TEXTE À LIRE ->
Les lignes de mire de « Sicario »

Le cadre poussiéreux de la frontière du Sud américain s’est installé depuis longtemps dans la fiction américaine. A la télévision, on se souvient récemment des environs d’Albuquerque de Breaking Bad (2008-2013), de la ligne trouble de The Bridge (2013-2014). Le cinéma s’est déjà intéressé avec brio à la "guerre contre la drogue" dans cette région, avec le polyphonique Traffic (2000) de Steven Soderbergh (avec Benicio del Toro), et No Country for Old Men (2007) des frères Coen, avec Josh Brolin. La photographie de ce film était signée Roger Deakins, à nouveau à l’oeuvre dans Sicario (sorti en France le 7 octobre).

Dans The Guardian, le chef opérateur anglais se montre diplomate : "Je trouve la plupart des films d’aujourd’hui décevants. Peut-être parce que les gens n’arrivent pas à se concentrer. Tout doit être plus rapide : les coupes plus rapides, on ne peut plus prolonger un plan. Il y a plusieurs plans de Sicario qui sont prolongés. Les gens disent : ‘c’est vraiment intense !’ C’est parce que les plans durent longtemps. L’audience doit réfléchir : ‘que va-t-il se passer ?" Roger Deakins est l’un des plus grands directeurs de la photographie en activité. Il pourrait remporter cette année son premier oscar pour cette oeuvre mineure dans sa filmographie (la plupart des films des frères Coen, Skyfall, Jarhead, L’Assassinat de Jesse James par le lâche Robert Ford). La photographie de Deakins est la principale qualité de Sicario. Il parvient à filmer une beauté du vide et du désespoir, en multipliant les objectifs, les formats et en apportant un soin particulier au cadre. Il s’est inspiré de l’atmosphère des films de Jean-Pierre Melville et de la série "Crossings" du photojournaliste Alex Webb, qui a passé vingt-cinq ans à couvrir la frontière. Webb s’intéresse principalement aux histoires des migrants, aperçus rapidement dans Sicario, interchangeables et anonymes.

Kate Macer (Emily Blunt) dirige une unité du FBI de recherche des victimes d’enlèvement en Arizona. Elle passe son temps à constater l’horreur du règne des cartels des deux côtés de la frontière. Elle est recrutée par Matt (Josh Brolin), charismatique agent de la DEA, plein d’humour mais pas loquace sur ses intentions, et flanquée d’Alejandro (Benicio del Toro), un consultant muet et énigmatique, bien impliqué dans les stratégies de contrôle de la frontière.

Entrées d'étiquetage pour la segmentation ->
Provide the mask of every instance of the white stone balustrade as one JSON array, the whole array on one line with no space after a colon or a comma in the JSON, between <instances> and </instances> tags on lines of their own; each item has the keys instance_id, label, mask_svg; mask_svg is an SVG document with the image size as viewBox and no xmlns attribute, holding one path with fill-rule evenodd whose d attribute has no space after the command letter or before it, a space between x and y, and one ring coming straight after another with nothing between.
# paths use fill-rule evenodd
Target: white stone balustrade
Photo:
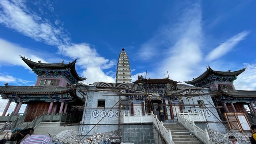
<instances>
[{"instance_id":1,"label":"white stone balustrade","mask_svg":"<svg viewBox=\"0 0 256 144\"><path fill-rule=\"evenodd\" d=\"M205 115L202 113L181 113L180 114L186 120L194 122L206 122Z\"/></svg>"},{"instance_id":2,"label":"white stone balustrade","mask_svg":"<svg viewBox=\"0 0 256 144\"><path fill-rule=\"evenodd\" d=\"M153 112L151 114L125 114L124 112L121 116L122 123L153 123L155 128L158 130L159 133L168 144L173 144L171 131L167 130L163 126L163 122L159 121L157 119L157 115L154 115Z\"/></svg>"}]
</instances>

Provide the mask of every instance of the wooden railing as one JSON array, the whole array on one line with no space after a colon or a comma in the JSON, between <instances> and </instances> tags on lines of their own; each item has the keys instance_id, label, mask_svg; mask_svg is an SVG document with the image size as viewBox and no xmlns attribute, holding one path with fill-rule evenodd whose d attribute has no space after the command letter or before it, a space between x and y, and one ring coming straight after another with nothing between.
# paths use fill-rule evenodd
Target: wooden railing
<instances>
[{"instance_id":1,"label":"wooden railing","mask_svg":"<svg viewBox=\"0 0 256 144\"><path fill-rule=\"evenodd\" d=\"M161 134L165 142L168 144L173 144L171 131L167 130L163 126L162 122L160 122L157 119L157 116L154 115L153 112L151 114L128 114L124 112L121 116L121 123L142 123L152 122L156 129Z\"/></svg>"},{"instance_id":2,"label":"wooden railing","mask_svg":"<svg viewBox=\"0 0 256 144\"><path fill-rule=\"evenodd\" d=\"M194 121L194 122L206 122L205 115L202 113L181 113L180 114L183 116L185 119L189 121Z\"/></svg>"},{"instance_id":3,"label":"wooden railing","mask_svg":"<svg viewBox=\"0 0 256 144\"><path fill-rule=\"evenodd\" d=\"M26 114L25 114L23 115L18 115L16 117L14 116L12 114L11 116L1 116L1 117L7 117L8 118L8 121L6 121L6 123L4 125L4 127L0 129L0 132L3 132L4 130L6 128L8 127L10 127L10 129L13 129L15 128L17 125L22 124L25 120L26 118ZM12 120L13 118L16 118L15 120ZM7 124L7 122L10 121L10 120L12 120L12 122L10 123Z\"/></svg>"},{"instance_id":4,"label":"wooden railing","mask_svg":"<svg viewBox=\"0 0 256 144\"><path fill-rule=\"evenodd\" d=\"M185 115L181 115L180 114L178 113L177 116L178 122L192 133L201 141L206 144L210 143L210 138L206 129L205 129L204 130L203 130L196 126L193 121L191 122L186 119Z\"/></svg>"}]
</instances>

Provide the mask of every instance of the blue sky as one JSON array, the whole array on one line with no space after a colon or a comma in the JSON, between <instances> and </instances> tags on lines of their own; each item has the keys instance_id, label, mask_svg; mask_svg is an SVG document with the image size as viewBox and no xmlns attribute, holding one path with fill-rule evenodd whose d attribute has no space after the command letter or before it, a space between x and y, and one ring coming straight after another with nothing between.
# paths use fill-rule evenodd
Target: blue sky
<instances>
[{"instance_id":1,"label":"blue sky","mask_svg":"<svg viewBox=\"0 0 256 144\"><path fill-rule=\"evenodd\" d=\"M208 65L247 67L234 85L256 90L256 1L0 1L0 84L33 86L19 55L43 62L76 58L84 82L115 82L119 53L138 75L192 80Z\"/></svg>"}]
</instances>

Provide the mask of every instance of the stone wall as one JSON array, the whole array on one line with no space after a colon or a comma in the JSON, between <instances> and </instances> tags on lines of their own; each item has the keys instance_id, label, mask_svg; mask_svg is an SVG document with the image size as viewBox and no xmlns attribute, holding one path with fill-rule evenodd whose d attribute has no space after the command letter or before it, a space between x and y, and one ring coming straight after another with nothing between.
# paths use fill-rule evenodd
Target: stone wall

PETIT EXERCICE 1 ->
Répondez à ces questions à partir de l'article sur « Sicario ».
(a) En quelle année est sorti Traffic, de Steven Soderbergh ?
(b) Pendant combien d'années Alex Webb a-t-il couvert la frontière ?
(c) Quelle unité Kate Macer dirige-t-elle ?
PETIT EXERCICE 2 -> Reprenez l'article sur « Sicario » et poursuivez-le après sa dernière phrase.

RÉSULTAT 1 ->
(a) En 2000.
(b) Pendant vingt-cinq ans.
(c) Une unité du FBI de recherche des victimes d'enlèvement, en Arizona.

RÉSULTAT 2 ->
Le personnage de Kate assume le rôle d’audience surrogate (intermédiaire du public pour entrer dans l’histoire). Elle est embarquée dans des enjeux qui la dépassent, comme nous, elle ne comprend pas les rôles et les intérêts des différents protagonistes. Alice va descendre dans le tunnel vers l’enfer du pays des cartels. Le scénario révèle les limites de la femme d’action badass vue par Hollywood : du côté de la force et de la morale, il suffit de lui coller une arme automatique entre les mains et de montrer qu’elle est une professionnelle dans l’art de mettre à mort (pour un exemple encore plus cliché, voir Rachel McAdams dans la deuxième saison de True Detective). Elle est réservée mais déterminée dans sa mission, elle parle à voix basse, n’a aucune vie sociale, seule dans un appartement vide et sinistre, elle est punie dès qu’elle tente de se faire plaisir. Emily Blunt mérite un personnage complexe, son talent est plus grand que ce que l’histoire lui demande.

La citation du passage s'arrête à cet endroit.